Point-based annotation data
◆ ◆ ◆ ◆ ◆
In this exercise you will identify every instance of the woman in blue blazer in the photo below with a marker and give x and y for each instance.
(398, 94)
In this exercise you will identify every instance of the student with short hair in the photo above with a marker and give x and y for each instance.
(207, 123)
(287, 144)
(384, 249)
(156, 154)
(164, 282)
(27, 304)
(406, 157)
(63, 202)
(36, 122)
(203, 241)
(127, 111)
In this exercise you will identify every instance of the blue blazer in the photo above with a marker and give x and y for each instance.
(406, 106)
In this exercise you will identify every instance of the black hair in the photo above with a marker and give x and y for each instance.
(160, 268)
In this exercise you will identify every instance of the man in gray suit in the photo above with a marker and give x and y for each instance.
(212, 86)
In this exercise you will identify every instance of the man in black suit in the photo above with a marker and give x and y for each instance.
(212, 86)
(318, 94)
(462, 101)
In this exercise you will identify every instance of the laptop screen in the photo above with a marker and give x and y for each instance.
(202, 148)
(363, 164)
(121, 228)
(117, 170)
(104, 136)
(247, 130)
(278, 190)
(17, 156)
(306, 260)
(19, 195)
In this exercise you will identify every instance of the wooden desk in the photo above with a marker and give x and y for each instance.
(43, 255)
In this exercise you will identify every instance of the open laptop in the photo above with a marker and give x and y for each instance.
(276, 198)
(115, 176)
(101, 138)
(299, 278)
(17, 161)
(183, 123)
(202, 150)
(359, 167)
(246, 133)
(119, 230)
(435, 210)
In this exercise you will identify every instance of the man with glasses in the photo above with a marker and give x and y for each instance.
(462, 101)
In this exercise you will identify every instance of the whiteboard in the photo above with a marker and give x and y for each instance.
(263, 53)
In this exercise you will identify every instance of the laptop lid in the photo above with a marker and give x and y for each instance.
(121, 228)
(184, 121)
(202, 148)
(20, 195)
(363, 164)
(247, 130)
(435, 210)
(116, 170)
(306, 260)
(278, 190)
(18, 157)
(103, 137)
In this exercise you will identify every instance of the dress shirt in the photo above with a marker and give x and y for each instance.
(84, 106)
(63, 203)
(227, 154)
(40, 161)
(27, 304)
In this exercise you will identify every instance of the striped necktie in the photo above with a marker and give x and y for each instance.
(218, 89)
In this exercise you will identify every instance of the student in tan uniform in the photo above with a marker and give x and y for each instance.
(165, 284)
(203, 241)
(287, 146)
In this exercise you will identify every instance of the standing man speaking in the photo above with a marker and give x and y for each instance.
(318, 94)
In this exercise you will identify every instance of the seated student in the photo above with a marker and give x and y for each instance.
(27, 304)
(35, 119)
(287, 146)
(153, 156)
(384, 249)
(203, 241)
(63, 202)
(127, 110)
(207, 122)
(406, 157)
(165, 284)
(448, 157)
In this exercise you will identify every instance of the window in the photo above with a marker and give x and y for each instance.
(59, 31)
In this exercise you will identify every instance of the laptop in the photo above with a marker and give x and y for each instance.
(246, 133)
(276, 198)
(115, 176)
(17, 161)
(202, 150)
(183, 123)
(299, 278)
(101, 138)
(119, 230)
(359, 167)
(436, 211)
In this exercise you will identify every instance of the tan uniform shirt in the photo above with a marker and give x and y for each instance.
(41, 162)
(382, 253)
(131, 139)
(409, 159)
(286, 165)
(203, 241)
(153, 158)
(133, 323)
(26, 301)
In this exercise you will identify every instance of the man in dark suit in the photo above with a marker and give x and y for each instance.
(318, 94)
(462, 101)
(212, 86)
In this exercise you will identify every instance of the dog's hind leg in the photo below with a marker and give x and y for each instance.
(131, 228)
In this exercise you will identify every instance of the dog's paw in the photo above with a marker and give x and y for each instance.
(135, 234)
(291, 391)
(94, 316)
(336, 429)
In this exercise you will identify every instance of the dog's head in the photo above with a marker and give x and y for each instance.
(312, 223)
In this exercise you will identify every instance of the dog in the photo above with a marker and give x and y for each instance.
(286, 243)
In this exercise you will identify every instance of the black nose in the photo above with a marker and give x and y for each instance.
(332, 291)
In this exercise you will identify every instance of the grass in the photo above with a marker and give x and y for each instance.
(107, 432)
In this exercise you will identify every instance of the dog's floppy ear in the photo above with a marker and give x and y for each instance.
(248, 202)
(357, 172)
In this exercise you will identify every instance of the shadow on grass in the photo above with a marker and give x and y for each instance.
◆ ◆ ◆ ◆ ◆
● **Work instructions**
Every entry must be output again, exactly as written above.

● **The output**
In this exercise you will identify every instance of the woman in blue blazer in the photo below with a marker and give x and y for each instance.
(398, 94)
In this exercise you will identify every instance of the student with short hair in the photo above with a marker and give x and y for each instance.
(207, 123)
(287, 144)
(384, 249)
(156, 154)
(164, 282)
(27, 304)
(406, 157)
(63, 202)
(36, 122)
(203, 241)
(127, 111)
In this exercise you will identify every instance of the blue blazer in the photo above with a marker and give x and y for each instance.
(406, 106)
In this exercise you will identify every instance of the black hair in the photo above with a marker and give x and y for each instance.
(160, 268)
In this exercise you will identify every instance of the man in gray suit in the photo above with a marker and give x and y for each instance.
(212, 86)
In this exercise you will identify every instance of the man in black suit in the photo above with a marker and give x and y for each instance.
(212, 86)
(318, 94)
(462, 101)
In this exercise you will identify every instance of the laptop screen in the photo above with a marker and give x and y for each instance.
(202, 148)
(363, 164)
(121, 228)
(117, 170)
(104, 136)
(247, 130)
(278, 190)
(17, 156)
(306, 260)
(19, 195)
In this exercise you will identify every instance of the wooden desk in the photo above with a marker and give x and y for each instance.
(43, 255)
In this exercise you will identify every instance of the open laptop in the photo above with a marker and give x and y for each instance.
(276, 198)
(115, 176)
(101, 138)
(299, 278)
(17, 161)
(183, 123)
(202, 150)
(359, 167)
(246, 133)
(119, 230)
(435, 210)
In this exercise you will identify every instance of the man with glasses in the photo above with a marker and give x and y for each instance.
(462, 101)
In this exercise you will identify every instance of the whiteboard in the photo above with a marker and give x and y for each instance.
(263, 53)
In this exercise you will identify every instance of the laptop lid in the photo above with a marker and give x and y for each instance.
(121, 228)
(184, 121)
(202, 148)
(20, 195)
(363, 164)
(247, 130)
(435, 210)
(116, 170)
(306, 260)
(278, 190)
(18, 157)
(103, 137)
In this exercise you will identify every instance of the dress shirt in the photo above with a marker and give x and y for each instance.
(84, 106)
(63, 203)
(227, 154)
(40, 161)
(27, 304)
In this exercise you will identify every instance of the striped necktie in the photo above with a marker and give x and y for each instance.
(218, 89)
In this exercise you will identify every instance of the student in tan uniform in the photo above with a marker and give x and y for each instance.
(165, 284)
(203, 241)
(287, 146)
In this exercise you will identify every instance of the standing man speaking in the photo above with a marker and give x and y for each instance.
(318, 94)
In this exercise you will identify every instance of the seated student in the photo above with a marker and give x and y for each instance.
(27, 304)
(35, 119)
(287, 146)
(153, 156)
(384, 249)
(203, 241)
(63, 202)
(127, 110)
(207, 122)
(406, 157)
(165, 284)
(448, 157)
In this exercise you will identify every instance of the window in the photo above with a marker and give x and y for each instance.
(59, 31)
In this exercise you will identify every instance of the laptop in the photo above with a marker and give x and y for each instance.
(246, 133)
(276, 198)
(115, 176)
(17, 161)
(202, 150)
(183, 123)
(299, 278)
(101, 138)
(119, 230)
(359, 167)
(436, 211)
In this exercise you will identify every instance of the tan uniform shirt in the photo above with a marker and give x and y for each instance.
(41, 162)
(382, 253)
(131, 139)
(409, 159)
(286, 165)
(203, 241)
(153, 158)
(133, 323)
(26, 301)
In this exercise you will identify every instance of the man in dark suit in the photo above with a marker and give x and y for each instance.
(318, 94)
(462, 101)
(212, 86)
In this exercise you will identify every instance of the dog's hind leg in the photo below with a marker and give x and y for each instance.
(131, 228)
In this exercise you will identify every instance of the dog's paw in the photo above with a marker and give x and y for each instance.
(135, 234)
(291, 391)
(94, 316)
(336, 429)
In this exercise you will identify every instance of the dog's head in the photo above with a marker and give x and y for each instance.
(312, 223)
In this exercise you will identify every instance of the dog in the photo above with a marker and give x and y for each instance.
(286, 243)
In this exercise you will identify every instance of the black nose in the photo above with a marker and give x and y for each instance.
(332, 291)
In this exercise you will identify every instance of the grass in the photo above with a marker and give x and y for each instance.
(107, 432)
In this exercise you will identify every instance of the dog's floppy ear in the photo above with a marker and give x and y for each instance.
(248, 202)
(357, 172)
In this exercise you will identify every instance of the shadow on grass in the photo above with a marker and give x and y for each instance.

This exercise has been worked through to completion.